- _Extract_
┏━━
Read the official PDF first. Paraphrases below are my own; if my wording and the PDF disagree, the PDF wins. All three problem links go to usaco.org.

Problem 1 · Tractor Paths

Official statement (cpid=1290)

Statement (paraphrased)

Same interval-overlap graph as Gold. Queries now ask both (a) the shortest path length from a to b and (b) the number of distinct shortest paths from a to b modulo a prime, treating each intermediate interval as a distinguishable node.

Constraints

1 ≤ N, Q ≤ 2·10⁵, modulus 10⁹+7
Time/memory: USACO Platinum default (2 s / 256 MB)

Key idea

The shortest-path length comes from the same greedy nxt-jump + binary lifting as Gold. For the count, observe: a shortest path from a to b uses exactly k = (Gold's answer) hops, and at each hop you pick any interval whose left endpoint is ≤ R[current] and whose right endpoint is < some bound to keep the path's length minimal. The number of choices at hop i is (nxt[u] − cur_position), i.e. the count of intervals strictly between the current and the greedy maximum reach.

Equivalently: build prefix sums P[i] = number of intervals whose L is ≤ x at each x; the number of shortest paths equals a telescoping product of (window sizes) along the binary-lifting chain. Maintain alongside jmp[k][i] a second table cnt[k][i] with the product of window sizes modulo p.
┗━━
- _Exercise instructions_
a: List the subheadings that appear under the Problem 1 title in the Tractor Paths writeup.
b: Quote the Tractor Paths writeup from "1 ≤ N, Q ≤ 2·10⁵, modulus" up to and including "greedy maximum reach.".

- _Records_
┏━━
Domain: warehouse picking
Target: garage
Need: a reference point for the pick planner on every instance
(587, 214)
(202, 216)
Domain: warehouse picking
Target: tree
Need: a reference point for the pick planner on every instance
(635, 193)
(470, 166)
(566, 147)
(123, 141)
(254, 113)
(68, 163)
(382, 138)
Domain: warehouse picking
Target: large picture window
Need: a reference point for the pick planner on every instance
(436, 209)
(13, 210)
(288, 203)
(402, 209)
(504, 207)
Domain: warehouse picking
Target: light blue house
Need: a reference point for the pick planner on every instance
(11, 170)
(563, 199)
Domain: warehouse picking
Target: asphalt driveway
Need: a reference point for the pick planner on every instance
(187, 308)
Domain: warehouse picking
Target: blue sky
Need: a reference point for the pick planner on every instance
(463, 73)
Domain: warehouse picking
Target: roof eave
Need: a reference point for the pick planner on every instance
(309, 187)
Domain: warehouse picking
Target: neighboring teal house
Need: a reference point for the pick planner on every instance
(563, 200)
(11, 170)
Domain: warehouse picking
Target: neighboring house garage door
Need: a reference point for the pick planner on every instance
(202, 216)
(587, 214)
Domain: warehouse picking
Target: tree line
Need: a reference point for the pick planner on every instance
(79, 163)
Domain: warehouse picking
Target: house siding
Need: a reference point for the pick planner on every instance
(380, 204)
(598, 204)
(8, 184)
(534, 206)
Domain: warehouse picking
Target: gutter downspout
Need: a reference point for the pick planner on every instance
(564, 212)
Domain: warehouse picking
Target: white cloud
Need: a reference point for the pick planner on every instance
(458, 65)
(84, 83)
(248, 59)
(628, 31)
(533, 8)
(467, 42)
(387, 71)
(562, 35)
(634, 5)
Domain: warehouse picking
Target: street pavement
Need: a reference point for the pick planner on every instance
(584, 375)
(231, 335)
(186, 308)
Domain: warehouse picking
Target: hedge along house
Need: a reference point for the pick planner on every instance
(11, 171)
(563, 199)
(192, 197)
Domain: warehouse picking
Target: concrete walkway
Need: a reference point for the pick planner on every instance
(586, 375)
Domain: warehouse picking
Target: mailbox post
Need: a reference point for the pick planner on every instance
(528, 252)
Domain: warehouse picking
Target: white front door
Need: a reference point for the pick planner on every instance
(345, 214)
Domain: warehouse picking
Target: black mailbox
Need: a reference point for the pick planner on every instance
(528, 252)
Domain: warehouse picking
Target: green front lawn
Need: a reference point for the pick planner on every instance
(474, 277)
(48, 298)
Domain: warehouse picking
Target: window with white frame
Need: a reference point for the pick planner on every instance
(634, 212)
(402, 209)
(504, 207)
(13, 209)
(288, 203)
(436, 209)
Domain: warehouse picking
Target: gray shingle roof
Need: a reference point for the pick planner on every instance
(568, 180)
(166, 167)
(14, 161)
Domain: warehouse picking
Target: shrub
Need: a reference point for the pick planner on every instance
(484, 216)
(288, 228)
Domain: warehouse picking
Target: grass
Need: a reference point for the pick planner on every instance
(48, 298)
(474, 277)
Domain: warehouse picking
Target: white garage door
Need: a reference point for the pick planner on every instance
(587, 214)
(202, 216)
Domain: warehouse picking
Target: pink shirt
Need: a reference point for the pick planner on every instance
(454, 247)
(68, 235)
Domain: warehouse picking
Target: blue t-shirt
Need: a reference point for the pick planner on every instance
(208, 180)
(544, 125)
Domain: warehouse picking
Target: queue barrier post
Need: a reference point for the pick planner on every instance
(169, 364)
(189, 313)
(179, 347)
┗━━
- _Solution set_
a:
Official statement (cpid=1290)
Statement (paraphrased)
Constraints
Key idea

b:
1 ≤ N, Q ≤ 2·10⁵, modulus 10⁹+7
Time/memory: USACO Platinum default (2 s / 256 MB)

Key idea

The shortest-path length comes from the same greedy nxt-jump + binary lifting as Gold. For the count, observe: a shortest path from a to b uses exactly k = (Gold's answer) hops, and at each hop you pick any interval whose left endpoint is ≤ R[current] and whose right endpoint is < some bound to keep the path's length minimal. The number of choices at hop i is (nxt[u] − cur_position), i.e. the count of intervals strictly between the current and the greedy maximum reach.